** start Task input **

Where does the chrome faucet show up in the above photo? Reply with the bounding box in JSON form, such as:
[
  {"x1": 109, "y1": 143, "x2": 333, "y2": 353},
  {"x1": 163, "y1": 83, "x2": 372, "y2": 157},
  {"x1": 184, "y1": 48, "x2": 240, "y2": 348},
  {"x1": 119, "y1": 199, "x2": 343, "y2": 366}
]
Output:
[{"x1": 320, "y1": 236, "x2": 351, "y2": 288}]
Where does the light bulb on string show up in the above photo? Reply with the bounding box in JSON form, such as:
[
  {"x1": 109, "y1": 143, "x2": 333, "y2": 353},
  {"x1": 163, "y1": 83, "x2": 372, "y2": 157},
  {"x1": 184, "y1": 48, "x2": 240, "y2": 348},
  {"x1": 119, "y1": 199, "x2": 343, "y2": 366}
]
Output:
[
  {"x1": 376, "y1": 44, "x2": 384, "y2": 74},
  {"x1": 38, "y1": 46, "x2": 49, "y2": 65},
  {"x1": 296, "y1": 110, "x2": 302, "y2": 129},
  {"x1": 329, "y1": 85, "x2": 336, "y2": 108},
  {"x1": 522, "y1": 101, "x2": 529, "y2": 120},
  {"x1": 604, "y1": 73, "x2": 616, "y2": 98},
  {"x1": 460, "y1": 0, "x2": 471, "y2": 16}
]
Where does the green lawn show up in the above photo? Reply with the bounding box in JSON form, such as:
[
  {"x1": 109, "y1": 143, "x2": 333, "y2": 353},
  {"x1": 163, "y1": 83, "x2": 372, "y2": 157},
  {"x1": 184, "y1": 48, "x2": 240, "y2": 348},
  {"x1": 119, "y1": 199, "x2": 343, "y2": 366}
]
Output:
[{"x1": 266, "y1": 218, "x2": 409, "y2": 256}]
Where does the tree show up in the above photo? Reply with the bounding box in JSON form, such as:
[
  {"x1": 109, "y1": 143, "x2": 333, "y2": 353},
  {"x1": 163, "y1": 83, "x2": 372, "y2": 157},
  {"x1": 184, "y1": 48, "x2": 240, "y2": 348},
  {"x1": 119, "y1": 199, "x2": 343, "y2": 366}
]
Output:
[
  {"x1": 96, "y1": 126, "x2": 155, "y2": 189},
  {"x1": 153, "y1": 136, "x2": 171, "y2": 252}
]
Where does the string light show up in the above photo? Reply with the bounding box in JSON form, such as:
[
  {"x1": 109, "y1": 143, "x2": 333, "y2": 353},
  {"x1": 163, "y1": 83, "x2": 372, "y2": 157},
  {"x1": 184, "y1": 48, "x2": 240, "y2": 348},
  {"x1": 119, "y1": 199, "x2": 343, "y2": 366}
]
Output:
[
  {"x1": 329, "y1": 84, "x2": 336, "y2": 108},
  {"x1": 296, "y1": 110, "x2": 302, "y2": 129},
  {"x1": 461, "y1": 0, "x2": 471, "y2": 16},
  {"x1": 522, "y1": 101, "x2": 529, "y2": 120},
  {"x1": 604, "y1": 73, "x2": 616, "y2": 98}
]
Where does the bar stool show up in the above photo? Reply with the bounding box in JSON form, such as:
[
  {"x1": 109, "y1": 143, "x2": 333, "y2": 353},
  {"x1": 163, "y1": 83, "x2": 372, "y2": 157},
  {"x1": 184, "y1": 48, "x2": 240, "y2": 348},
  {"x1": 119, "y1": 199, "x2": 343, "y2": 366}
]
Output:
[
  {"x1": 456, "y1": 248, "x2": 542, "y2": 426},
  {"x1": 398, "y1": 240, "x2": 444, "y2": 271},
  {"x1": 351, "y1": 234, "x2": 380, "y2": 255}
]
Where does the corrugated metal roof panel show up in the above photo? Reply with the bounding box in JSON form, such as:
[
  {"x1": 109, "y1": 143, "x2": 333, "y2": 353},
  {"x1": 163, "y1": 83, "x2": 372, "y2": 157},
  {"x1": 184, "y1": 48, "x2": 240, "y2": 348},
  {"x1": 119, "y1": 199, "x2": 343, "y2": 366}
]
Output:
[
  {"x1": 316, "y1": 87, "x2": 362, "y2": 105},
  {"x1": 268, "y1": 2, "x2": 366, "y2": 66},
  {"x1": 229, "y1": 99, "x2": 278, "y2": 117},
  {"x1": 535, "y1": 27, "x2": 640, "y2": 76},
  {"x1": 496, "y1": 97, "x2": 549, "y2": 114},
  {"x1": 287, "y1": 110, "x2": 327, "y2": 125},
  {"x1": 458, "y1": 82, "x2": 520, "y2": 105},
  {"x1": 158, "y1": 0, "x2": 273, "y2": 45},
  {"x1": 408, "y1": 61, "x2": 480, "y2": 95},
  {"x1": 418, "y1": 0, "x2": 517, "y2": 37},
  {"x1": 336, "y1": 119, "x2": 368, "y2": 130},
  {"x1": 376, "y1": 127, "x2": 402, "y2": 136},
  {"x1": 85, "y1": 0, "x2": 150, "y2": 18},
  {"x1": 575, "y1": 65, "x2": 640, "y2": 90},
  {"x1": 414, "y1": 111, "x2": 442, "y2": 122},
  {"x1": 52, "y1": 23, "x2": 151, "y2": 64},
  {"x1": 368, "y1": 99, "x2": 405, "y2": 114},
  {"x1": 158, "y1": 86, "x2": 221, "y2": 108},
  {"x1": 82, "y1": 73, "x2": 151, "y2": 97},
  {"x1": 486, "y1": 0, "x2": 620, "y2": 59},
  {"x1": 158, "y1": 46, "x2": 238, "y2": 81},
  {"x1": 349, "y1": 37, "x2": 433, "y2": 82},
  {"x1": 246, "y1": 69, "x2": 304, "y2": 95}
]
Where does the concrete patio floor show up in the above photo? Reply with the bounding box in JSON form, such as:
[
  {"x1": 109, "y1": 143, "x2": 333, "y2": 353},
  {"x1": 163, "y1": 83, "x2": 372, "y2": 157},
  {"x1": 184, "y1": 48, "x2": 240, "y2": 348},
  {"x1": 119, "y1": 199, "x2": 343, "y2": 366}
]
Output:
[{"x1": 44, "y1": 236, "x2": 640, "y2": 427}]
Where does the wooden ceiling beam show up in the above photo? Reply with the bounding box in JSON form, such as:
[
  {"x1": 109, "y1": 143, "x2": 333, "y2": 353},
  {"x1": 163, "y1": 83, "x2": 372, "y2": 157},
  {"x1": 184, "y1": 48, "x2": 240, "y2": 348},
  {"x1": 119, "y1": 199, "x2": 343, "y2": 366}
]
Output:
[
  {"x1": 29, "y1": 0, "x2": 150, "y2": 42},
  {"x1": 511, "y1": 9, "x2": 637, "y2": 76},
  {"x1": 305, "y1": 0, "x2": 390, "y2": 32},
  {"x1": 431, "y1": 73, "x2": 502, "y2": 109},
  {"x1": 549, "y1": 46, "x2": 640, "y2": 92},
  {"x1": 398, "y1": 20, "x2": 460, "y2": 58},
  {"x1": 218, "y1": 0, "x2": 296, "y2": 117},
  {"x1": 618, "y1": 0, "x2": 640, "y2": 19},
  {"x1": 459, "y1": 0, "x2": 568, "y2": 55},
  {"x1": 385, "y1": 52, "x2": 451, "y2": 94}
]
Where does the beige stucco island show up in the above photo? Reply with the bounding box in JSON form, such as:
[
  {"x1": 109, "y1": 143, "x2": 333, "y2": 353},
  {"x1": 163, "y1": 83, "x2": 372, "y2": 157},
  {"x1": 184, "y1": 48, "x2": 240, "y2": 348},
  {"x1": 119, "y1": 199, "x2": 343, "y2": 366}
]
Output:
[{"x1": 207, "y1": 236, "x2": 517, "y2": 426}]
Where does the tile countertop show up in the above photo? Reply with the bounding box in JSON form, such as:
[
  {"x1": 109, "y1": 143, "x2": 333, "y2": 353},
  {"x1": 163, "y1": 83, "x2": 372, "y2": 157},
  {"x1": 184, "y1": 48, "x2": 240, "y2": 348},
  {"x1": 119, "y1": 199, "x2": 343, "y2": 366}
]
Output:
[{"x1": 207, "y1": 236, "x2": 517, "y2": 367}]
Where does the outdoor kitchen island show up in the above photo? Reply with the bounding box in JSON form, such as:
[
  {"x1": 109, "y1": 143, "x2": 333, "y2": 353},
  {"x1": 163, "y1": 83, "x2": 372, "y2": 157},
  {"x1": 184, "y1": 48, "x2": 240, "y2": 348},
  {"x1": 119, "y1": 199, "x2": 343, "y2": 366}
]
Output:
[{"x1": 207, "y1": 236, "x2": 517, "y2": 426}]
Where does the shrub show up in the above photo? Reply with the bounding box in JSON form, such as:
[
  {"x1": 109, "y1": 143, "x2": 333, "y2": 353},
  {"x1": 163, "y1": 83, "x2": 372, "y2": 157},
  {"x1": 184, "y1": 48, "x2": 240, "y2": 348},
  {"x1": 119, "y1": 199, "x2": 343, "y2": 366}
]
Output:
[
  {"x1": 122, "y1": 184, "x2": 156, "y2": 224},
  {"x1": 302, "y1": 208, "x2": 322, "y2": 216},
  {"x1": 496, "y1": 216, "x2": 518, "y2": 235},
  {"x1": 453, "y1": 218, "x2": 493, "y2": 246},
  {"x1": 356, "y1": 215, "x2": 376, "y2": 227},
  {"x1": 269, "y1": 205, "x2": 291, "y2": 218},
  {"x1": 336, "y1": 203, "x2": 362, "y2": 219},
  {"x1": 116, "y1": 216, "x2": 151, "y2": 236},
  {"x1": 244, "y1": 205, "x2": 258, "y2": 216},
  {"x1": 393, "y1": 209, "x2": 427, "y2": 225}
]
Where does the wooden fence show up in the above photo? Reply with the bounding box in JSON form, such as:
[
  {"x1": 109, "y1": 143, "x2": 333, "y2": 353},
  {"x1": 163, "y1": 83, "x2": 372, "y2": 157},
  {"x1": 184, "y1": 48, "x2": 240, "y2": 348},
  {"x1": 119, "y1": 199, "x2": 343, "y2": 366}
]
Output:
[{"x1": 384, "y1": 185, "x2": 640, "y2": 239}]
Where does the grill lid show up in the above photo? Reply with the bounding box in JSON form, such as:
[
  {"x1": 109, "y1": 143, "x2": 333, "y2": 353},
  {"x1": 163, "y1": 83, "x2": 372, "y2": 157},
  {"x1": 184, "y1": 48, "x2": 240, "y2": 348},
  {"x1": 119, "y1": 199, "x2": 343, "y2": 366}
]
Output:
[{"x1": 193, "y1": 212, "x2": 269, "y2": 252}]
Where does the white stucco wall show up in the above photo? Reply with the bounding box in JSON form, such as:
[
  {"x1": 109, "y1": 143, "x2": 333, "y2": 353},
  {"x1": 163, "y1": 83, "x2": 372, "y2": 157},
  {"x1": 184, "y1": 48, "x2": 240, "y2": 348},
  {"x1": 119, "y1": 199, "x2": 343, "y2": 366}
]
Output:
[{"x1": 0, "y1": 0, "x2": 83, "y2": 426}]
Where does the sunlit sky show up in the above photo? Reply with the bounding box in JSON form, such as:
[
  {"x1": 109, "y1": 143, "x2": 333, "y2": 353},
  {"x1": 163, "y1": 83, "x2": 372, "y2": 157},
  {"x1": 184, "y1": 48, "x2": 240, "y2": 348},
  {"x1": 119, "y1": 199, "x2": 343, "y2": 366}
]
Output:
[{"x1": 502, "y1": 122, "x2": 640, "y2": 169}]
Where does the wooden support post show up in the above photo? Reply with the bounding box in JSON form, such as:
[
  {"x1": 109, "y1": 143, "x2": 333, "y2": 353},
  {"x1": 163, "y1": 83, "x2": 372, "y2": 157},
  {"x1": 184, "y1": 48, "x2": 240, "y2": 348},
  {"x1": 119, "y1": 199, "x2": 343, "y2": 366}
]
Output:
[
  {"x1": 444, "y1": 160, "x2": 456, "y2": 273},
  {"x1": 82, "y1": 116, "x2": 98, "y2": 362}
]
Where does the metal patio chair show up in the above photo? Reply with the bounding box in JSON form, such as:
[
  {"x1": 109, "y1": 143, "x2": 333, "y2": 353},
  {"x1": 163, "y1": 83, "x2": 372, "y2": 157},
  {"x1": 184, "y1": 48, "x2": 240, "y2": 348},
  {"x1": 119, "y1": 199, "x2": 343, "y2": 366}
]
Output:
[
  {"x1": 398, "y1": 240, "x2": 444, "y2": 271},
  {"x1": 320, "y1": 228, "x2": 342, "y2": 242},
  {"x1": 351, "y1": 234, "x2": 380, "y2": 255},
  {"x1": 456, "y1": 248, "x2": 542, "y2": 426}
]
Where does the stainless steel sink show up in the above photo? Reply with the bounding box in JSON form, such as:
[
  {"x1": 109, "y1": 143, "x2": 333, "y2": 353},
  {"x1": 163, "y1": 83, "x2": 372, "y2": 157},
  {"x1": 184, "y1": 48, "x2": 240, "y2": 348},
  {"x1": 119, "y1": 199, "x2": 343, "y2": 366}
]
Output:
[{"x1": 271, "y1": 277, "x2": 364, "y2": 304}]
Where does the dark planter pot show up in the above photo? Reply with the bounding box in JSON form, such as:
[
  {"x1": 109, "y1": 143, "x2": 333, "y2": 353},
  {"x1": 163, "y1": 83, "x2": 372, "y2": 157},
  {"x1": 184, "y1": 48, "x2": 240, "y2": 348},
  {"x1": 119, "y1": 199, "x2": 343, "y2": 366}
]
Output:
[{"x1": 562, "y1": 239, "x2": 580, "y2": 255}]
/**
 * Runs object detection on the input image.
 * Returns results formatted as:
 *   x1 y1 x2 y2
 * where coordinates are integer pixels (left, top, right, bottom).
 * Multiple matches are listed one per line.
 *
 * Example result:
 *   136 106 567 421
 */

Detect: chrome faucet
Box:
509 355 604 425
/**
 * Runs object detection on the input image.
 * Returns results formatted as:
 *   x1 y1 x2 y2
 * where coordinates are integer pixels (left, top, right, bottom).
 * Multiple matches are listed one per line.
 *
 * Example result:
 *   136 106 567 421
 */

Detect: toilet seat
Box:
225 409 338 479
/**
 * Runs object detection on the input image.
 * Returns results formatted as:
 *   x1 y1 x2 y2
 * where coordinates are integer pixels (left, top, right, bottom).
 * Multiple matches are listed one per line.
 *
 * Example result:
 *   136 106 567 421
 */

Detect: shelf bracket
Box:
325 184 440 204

** end Task input **

Task instructions>
Render the rows above as a JSON list of strings, one string per line, starting with the line that contains "Where does the metal" and going on through the line that contains "225 409 338 479", both included, with blank lines left out.

The output>
[
  "Where does the metal patio chair show up in the above photo? Reply with the bounding box in JSON form, such as:",
  "[",
  "  {\"x1\": 109, \"y1\": 143, \"x2\": 333, \"y2\": 353},",
  "  {\"x1\": 163, \"y1\": 83, \"x2\": 372, \"y2\": 157},",
  "  {\"x1\": 184, \"y1\": 48, \"x2\": 240, \"y2\": 348},",
  "  {\"x1\": 119, \"y1\": 199, \"x2\": 343, \"y2\": 366}",
  "]",
  "Output:",
  "[",
  "  {\"x1\": 398, \"y1\": 240, \"x2\": 444, \"y2\": 271},",
  "  {\"x1\": 320, \"y1\": 228, \"x2\": 342, \"y2\": 242},",
  "  {\"x1\": 351, \"y1\": 234, \"x2\": 380, \"y2\": 255},",
  "  {\"x1\": 456, \"y1\": 248, \"x2\": 542, \"y2\": 426}",
  "]",
  "Where does the stainless steel sink show up in the above photo? Reply with the bounding box in JSON form, such as:",
  "[",
  "  {\"x1\": 109, \"y1\": 143, \"x2\": 333, \"y2\": 353},",
  "  {\"x1\": 163, \"y1\": 83, \"x2\": 372, \"y2\": 157},",
  "  {\"x1\": 184, \"y1\": 48, \"x2\": 240, \"y2\": 348},",
  "  {\"x1\": 119, \"y1\": 199, \"x2\": 343, \"y2\": 366}",
  "]",
  "Output:",
  "[{\"x1\": 271, \"y1\": 277, \"x2\": 364, \"y2\": 304}]",
  "Where does the dark planter pot show up in the above photo? Reply with the bounding box in JSON form, such as:",
  "[",
  "  {\"x1\": 109, \"y1\": 143, \"x2\": 333, \"y2\": 353},",
  "  {\"x1\": 163, \"y1\": 83, \"x2\": 372, \"y2\": 157},",
  "  {\"x1\": 184, \"y1\": 48, \"x2\": 240, \"y2\": 348},",
  "  {\"x1\": 119, \"y1\": 199, \"x2\": 343, \"y2\": 366}",
  "]",
  "Output:",
  "[{\"x1\": 562, \"y1\": 239, \"x2\": 580, \"y2\": 255}]",
  "/**",
  " * Runs object detection on the input image.",
  " * Returns results formatted as:",
  " *   x1 y1 x2 y2",
  " * where coordinates are integer pixels (left, top, right, bottom).",
  " * Multiple matches are listed one per line.",
  " *",
  " * Example result:",
  " *   136 106 567 421",
  " */",
  "Detect: chrome faucet",
  "Box:",
  "509 355 604 425",
  "/**",
  " * Runs object detection on the input image.",
  " * Returns results formatted as:",
  " *   x1 y1 x2 y2",
  " * where coordinates are integer pixels (left, top, right, bottom).",
  " * Multiple matches are listed one per line.",
  " *",
  " * Example result:",
  " *   136 106 567 421",
  " */",
  "Detect: toilet seat",
  "Box:",
  "225 409 338 479"
]